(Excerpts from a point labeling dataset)
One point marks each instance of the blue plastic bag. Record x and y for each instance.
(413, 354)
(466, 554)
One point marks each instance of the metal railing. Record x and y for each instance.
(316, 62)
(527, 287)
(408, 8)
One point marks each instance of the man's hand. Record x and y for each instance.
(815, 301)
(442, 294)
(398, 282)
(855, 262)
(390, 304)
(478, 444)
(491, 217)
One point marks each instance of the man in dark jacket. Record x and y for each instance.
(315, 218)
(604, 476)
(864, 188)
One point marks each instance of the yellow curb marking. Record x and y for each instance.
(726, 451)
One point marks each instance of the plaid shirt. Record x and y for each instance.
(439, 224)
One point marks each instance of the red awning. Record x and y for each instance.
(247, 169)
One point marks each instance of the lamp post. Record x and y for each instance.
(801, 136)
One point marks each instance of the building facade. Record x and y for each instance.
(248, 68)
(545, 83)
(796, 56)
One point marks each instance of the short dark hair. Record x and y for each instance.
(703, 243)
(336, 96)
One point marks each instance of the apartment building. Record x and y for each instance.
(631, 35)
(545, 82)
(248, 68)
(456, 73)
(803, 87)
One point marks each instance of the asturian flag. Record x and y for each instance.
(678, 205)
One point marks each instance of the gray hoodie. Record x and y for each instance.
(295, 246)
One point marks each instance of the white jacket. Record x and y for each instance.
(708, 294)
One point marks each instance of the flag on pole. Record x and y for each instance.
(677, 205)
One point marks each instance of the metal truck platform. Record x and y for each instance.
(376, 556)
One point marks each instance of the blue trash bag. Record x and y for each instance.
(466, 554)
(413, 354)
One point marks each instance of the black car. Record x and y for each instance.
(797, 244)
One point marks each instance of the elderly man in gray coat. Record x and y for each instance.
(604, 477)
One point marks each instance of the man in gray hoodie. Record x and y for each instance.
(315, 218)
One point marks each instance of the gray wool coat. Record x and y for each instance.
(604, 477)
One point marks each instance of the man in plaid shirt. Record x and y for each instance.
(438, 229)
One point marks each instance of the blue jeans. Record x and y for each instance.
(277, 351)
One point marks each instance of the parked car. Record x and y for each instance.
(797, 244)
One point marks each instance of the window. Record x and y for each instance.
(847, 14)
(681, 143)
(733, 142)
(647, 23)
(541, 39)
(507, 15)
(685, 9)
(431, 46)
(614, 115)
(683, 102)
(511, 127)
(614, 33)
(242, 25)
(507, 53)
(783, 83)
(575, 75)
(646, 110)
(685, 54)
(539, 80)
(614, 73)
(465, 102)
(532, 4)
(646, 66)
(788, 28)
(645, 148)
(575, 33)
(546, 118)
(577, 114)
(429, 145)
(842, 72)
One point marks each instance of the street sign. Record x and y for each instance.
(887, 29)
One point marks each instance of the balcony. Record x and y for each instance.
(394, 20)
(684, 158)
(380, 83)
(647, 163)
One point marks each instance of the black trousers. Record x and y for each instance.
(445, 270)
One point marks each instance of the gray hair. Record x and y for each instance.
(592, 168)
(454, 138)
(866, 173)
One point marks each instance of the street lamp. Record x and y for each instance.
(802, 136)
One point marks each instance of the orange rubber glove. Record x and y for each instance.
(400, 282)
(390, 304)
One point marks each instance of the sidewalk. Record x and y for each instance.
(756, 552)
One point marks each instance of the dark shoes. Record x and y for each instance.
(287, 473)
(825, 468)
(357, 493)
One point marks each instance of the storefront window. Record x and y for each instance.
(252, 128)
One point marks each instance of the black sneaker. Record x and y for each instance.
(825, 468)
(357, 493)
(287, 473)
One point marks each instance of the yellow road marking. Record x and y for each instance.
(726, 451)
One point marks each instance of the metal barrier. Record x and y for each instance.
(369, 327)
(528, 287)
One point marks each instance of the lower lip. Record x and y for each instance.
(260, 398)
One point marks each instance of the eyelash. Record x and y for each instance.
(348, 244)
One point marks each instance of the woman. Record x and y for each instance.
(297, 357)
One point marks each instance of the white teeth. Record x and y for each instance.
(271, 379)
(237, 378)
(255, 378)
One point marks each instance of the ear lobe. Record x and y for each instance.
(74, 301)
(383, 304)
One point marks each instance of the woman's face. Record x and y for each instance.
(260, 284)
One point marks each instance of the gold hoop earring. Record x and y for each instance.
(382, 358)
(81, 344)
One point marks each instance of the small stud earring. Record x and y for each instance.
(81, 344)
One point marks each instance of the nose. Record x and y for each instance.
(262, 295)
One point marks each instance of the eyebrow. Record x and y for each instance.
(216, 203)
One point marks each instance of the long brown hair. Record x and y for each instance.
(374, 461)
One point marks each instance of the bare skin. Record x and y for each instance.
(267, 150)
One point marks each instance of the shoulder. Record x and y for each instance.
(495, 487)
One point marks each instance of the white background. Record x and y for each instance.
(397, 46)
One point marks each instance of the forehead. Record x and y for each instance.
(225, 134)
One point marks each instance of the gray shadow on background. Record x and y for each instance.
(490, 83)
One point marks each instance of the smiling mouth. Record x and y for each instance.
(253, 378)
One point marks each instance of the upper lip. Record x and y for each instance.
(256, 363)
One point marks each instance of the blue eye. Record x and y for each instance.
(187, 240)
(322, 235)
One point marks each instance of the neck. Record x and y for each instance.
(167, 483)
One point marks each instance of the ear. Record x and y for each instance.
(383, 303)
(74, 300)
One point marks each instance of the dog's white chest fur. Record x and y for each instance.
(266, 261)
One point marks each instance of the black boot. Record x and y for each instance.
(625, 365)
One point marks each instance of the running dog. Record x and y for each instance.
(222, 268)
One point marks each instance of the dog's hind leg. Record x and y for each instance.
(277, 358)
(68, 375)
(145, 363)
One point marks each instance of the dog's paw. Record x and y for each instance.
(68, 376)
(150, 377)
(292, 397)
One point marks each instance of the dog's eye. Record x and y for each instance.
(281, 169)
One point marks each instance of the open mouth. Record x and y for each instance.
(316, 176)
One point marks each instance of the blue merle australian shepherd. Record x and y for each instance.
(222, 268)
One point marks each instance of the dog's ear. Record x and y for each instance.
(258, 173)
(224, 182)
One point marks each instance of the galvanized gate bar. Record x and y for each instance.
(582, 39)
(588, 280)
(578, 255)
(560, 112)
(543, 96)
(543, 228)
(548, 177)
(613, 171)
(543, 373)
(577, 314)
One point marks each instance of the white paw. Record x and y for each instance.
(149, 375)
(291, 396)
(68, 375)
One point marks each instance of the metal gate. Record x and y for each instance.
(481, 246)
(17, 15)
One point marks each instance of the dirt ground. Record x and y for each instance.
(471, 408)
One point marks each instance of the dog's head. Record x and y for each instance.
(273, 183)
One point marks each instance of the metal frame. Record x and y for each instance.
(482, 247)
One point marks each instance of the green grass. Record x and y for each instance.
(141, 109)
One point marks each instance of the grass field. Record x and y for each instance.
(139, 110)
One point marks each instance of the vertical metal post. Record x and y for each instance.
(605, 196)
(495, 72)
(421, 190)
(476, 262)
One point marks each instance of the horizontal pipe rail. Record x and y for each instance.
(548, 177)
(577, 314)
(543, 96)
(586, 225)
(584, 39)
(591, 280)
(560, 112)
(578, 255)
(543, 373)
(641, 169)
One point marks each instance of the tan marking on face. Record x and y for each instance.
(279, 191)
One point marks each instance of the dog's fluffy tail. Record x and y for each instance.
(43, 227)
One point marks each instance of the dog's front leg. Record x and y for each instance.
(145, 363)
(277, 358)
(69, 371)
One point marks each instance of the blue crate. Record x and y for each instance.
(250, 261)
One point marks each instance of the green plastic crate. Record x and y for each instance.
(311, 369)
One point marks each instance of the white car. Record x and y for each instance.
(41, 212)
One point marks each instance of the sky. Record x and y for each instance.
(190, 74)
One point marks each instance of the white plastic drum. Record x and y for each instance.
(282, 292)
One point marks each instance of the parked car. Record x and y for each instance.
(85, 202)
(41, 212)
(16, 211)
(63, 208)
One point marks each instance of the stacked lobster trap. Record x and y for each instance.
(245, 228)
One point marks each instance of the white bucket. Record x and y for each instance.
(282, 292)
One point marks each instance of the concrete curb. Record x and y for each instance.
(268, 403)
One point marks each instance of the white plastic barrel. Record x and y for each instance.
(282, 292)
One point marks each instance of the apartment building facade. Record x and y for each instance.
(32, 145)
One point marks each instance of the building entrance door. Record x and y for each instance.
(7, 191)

-- Exercise requirements --
Starting at the line that contains "One point marks each instance of the tan" and ending at the last line of the records above, present those lines as a numbered list with any blank lines left out.

-- Response --
1. One point marks each instance of the tan marking on face. Record x and y for each instance.
2. (279, 191)
3. One point marks each instance of the dog's fluffy tail. Record x and y for each instance.
4. (43, 227)
5. One point marks each instance of the dog's front leg. Record x and y for each instance.
6. (145, 363)
7. (277, 358)
8. (69, 371)
9. One point marks each instance of the blue crate. Record x and y for each instance.
10. (250, 261)
11. One point marks each instance of the green plastic crate. Record x and y for each instance.
12. (311, 369)
13. One point marks each instance of the white car. Record x and y for each instance.
14. (41, 212)
15. One point marks each instance of the sky. Record x and y for each instance.
16. (190, 74)
17. One point marks each instance of the white plastic drum. Record x and y for each instance.
18. (282, 292)
19. One point marks each instance of the parked car. Record x and y for each instance.
20. (85, 202)
21. (41, 212)
22. (16, 211)
23. (63, 208)
24. One point marks each instance of the stacked lobster trap. Record x and y for each instance.
25. (245, 228)
26. One point marks each instance of the white bucket. Record x and y for each instance.
27. (282, 292)
28. One point marks each instance of the concrete curb. Record x and y for each instance.
29. (268, 403)
30. One point marks each instance of the white plastic barrel. Record x and y for each instance.
31. (282, 292)
32. One point marks each instance of the apartment building facade. Record x and y for each instance.
33. (32, 145)
34. One point marks each instance of the building entrance door. Record x and y for each instance.
35. (7, 191)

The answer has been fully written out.